[Supplied information]
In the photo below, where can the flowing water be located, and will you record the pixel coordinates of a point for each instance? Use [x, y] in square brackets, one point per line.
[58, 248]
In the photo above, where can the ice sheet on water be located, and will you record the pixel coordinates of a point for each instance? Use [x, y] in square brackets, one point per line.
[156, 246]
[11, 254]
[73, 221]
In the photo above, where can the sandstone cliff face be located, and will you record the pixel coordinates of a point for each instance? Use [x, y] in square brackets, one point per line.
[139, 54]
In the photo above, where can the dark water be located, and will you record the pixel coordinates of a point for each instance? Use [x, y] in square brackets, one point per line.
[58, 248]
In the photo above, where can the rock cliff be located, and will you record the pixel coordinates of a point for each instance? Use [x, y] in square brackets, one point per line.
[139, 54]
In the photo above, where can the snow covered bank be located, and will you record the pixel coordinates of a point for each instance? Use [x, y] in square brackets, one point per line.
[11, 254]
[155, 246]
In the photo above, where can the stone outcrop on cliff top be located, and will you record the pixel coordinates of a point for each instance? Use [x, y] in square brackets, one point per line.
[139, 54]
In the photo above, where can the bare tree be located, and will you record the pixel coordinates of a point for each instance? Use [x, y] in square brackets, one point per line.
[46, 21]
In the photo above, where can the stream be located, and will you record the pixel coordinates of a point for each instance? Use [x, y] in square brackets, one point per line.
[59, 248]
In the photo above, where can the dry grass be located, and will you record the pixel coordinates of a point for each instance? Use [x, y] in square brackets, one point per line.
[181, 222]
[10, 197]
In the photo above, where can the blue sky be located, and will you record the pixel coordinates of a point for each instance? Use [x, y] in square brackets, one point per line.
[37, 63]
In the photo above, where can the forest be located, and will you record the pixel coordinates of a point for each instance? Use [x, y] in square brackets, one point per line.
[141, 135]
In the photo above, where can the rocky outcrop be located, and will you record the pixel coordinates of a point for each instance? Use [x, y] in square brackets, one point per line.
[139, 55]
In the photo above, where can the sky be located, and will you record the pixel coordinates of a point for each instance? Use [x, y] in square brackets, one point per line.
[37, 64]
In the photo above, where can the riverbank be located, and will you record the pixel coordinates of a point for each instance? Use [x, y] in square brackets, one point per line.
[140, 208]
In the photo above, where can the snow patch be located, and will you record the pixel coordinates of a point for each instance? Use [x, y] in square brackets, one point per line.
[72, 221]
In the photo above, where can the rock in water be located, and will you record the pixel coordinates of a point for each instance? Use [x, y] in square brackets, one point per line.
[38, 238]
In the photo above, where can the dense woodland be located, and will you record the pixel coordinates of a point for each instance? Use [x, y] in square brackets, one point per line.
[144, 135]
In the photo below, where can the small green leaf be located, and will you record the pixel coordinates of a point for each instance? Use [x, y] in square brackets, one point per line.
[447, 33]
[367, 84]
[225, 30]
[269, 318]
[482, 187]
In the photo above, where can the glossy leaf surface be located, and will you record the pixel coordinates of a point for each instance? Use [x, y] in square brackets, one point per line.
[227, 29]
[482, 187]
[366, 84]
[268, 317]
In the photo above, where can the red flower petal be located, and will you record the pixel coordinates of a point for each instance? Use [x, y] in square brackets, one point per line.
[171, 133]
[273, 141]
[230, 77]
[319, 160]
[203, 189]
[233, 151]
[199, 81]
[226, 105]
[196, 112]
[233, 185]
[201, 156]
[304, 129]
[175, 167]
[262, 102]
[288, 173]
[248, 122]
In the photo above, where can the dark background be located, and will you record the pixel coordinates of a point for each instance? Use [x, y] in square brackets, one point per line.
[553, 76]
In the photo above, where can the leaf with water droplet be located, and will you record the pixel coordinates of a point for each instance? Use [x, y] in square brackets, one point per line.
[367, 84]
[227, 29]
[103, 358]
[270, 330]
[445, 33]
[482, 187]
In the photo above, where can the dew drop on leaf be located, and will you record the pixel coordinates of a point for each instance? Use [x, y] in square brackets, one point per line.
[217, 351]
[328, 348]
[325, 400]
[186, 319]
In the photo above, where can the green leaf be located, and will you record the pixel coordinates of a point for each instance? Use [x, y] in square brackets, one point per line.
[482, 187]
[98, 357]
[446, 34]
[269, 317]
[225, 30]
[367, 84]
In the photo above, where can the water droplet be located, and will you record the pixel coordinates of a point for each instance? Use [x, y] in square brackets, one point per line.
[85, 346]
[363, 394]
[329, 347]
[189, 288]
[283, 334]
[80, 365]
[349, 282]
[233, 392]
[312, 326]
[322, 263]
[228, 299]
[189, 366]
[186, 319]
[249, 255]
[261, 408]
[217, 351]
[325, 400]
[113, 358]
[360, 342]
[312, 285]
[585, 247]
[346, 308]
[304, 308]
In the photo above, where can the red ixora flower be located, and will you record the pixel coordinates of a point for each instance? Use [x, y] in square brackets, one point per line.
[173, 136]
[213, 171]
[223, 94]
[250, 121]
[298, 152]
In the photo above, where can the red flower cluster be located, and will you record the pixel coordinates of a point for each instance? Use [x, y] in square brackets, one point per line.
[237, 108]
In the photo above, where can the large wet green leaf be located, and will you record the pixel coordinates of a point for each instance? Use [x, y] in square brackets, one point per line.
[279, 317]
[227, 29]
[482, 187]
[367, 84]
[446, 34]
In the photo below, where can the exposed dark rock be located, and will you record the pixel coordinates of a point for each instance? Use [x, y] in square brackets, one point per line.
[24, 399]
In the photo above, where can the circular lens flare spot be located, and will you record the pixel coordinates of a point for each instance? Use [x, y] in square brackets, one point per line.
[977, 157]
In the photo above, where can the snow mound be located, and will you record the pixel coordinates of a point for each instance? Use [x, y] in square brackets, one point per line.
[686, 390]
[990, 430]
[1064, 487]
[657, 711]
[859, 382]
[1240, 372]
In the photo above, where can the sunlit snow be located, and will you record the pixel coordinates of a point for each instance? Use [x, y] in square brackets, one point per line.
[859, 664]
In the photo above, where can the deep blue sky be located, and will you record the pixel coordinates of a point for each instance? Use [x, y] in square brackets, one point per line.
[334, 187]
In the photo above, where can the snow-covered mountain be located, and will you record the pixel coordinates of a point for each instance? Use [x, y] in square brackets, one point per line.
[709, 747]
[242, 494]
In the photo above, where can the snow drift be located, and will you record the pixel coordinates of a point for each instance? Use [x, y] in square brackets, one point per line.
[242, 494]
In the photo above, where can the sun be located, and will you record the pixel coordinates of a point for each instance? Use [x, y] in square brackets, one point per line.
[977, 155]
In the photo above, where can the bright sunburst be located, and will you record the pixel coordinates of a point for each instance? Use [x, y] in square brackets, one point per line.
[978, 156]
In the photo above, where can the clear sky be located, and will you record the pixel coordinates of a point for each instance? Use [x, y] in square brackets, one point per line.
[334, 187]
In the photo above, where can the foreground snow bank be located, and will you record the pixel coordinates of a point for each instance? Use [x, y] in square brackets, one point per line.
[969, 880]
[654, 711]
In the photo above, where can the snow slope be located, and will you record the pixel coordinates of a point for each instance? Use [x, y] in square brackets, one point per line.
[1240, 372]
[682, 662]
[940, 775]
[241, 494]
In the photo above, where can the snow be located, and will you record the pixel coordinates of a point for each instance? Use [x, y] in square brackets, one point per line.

[Exercise directions] Please reproduce the listing above, swapping "pixel coordinates" for "image coordinates" throughout and leaving everything else untouched.

[Task result]
In the photo below, where can the flowing water be located, and will you record the image coordinates of a point for each instance? Use [x, y] in square brackets, one point per line.
[58, 248]
In the photo above, where can the ice sheet on water be located, and will you record the image coordinates of a point for each instance? Use [x, y] in square brackets, one point per line.
[156, 246]
[11, 254]
[73, 221]
In the photo above, where can the sandstone cliff face be located, and will you record the image coordinates of a point for each instance? Use [x, y] in square brackets, one point per line.
[139, 54]
In the photo above, where can the dark water be located, and will you record the image coordinates of a point for each instance? Use [x, y] in square brackets, one point per line.
[58, 248]
In the photo above, where can the rock cliff be located, and will you record the image coordinates of a point for each instance? Use [x, y] in square brackets, one point per line.
[139, 54]
In the photo above, where can the snow covered bank be located, and will you record the image coordinates of a point for each instance? Use [x, y] in square brackets, one point per line.
[11, 254]
[155, 246]
In the photo above, where can the stone outcrop on cliff top be located, and will you record the image coordinates of a point for each instance? Use [x, y] in square brackets, one point per line.
[139, 54]
In the photo above, where can the bare tree be located, and will you record the image coordinates of a point for each instance? Use [x, y] in square brackets, one point per line.
[46, 21]
In the photo above, where can the stream be located, and will you record the image coordinates of a point for each instance? Use [x, y] in square brackets, one point per line.
[59, 248]
In the photo above, where can the dry grass be located, and will you record the image coordinates of a point for each instance? Use [x, y] in square brackets, one point per line.
[181, 222]
[10, 197]
In the photo above, where can the blue sky be located, and will you record the image coordinates of a point for each instance? Use [x, y] in square brackets, one point per line.
[37, 63]
In the photo above, where can the forest be located, and will you record the image coordinates of a point for each instance? Use [x, y] in square brackets, one point per line.
[141, 135]
In the photo above, where can the rocky outcrop be located, and will you record the image coordinates of a point for each instance? Use [x, y] in square brackets, one point per line.
[139, 55]
In the photo above, where can the sky be located, and will you record the image coordinates of a point for each instance? Use [x, y] in square brackets, one point per line.
[37, 64]
In the photo above, where can the riverbank be located, and will you record the image coordinates of a point for each instance? Use [x, y] in square brackets, one point per line.
[140, 208]
In the photo above, where can the snow patch be located, and will you record the image coordinates of a point for each instance? Use [x, y] in square brackets, one point per line.
[72, 221]
In the photo above, where can the rock in water be located, and will you record the image coordinates of a point for each instance? Use [x, y] in square brackets, one point per line.
[38, 238]
In the photo above, where can the dense woodland be located, and will you record the image coordinates of a point for each instance? Use [x, y] in square brackets, one point per line.
[144, 135]
In the photo below, where can the small green leaf be located, and will you record the image coordinates of a point for each instance? Use [x, y] in square brackets, one point per line.
[447, 33]
[367, 84]
[225, 30]
[269, 318]
[482, 187]
In the photo above, where can the glossy leaf surface be located, and will you record the image coordinates of a point for each instance? Use [x, y] in square brackets, one point per line.
[227, 29]
[482, 187]
[366, 84]
[268, 317]
In the photo above, where can the red flower petal be located, and will you record the image coordinates of a point for each instance? Use [x, y] in square brackets, one point per line.
[171, 133]
[273, 141]
[230, 77]
[319, 160]
[203, 189]
[233, 151]
[199, 81]
[226, 105]
[196, 112]
[233, 185]
[201, 156]
[304, 129]
[175, 167]
[262, 102]
[288, 173]
[248, 122]
In the photo above, where can the dark background be located, and will you record the image coordinates of a point for each instance? Use [x, y] in square brackets, one point per line.
[553, 76]
In the photo above, where can the leaf with water droplet be located, and will you record the image coordinates of a point for each instance? Use [x, y] in square brackets, one point per line.
[367, 84]
[227, 29]
[103, 358]
[270, 330]
[445, 33]
[482, 187]
In the photo above, where can the dew drop on leaf be located, and will you record the image coordinates of a point for each instance? Use [x, y] in square brackets, one point per line.
[217, 351]
[328, 348]
[325, 400]
[186, 319]
In the photo above, where can the green leaf be located, and will you record the image coordinates of a point for each instance? Use [x, y] in square brackets, one point per line.
[482, 187]
[98, 357]
[446, 34]
[269, 317]
[225, 30]
[367, 84]
In the photo above, where can the water droplet be located, and will you record the image coordinates of a point for each instance? Use [x, y] in square brackets, one point per line.
[85, 346]
[363, 394]
[329, 347]
[189, 288]
[283, 334]
[80, 365]
[349, 282]
[233, 392]
[312, 326]
[322, 263]
[228, 299]
[189, 366]
[186, 319]
[249, 255]
[261, 408]
[217, 351]
[325, 400]
[113, 358]
[360, 342]
[312, 285]
[585, 247]
[346, 308]
[304, 308]
In the photo above, where can the red ixora flower be located, and will you record the image coordinates of a point for each instance? Use [x, y] in square brackets, one point per line.
[173, 136]
[213, 171]
[223, 94]
[250, 121]
[298, 152]
In the photo above, where can the red flower cluster be located, and will you record the image coordinates of a point for each instance? Use [x, y] in square brackets, one point per line.
[237, 108]
In the photo above, where can the large wet green leaf be located, and will you record the image coordinates of a point for each instance? Use [x, y] in square brackets, one point per line.
[279, 317]
[227, 29]
[482, 187]
[367, 84]
[446, 34]
In the photo below, where can the exposed dark rock be located, and will you record the image coordinates of a point for each instance? Use [x, y] in square brackets, one point per line.
[24, 399]
In the photo above, where can the circular lens flare spot be located, and will you record the image coordinates of a point for each instance? Use [x, y] in square brackets, one point per line.
[977, 157]
In the photo above, where can the snow mound be located, and will you record the image coordinates of a point for each instance? Use [x, y] in square brackets, one point per line.
[686, 390]
[990, 430]
[1064, 487]
[657, 711]
[859, 382]
[1240, 372]
In the photo above, where can the sunlit snow be located, and will you record the image coordinates of a point for each instance? Use [x, y] in square brackets, one point per line.
[859, 664]
In the photo above, where can the deep blue sky be located, and will you record the image coordinates of a point for each instance? Use [x, y] in square brackets, one point per line.
[334, 187]
In the photo above, where can the snow-covered mountain be located, and will you record the image coordinates of a point for each instance? Use [x, y] in square brackets, one point per line.
[709, 747]
[242, 494]
In the photo above, where can the snow drift be located, and will you record the image coordinates of a point for each instance? Use [x, y] in square brackets, one point per line.
[242, 494]
In the photo above, where can the sun be located, and will you record the image coordinates of a point for each instance? Use [x, y] in square brackets, one point per line.
[977, 155]
In the photo above, where can the bright sunburst be located, and will you record the image coordinates of a point for each instance? Use [x, y] in square brackets, one point per line.
[978, 156]
In the photo above, where can the clear sky be located, and will you record the image coordinates of a point for each instance? Use [x, y] in square brackets, one point per line.
[334, 187]
In the photo above, where can the foreground snow bank be located, and will you record the image coordinates of a point for each instance? Use [x, y] in square brackets, one point per line.
[969, 880]
[654, 711]
In the photo above, where can the snow slope be located, and will you record the image coordinates of a point for each instance? Use [x, y] in square brackets, one point per line.
[1240, 372]
[682, 662]
[940, 775]
[241, 494]
In the photo above, where can the snow be located, and will you record the image coordinates of a point for each instance? Use [x, y] in square brackets, one point per line.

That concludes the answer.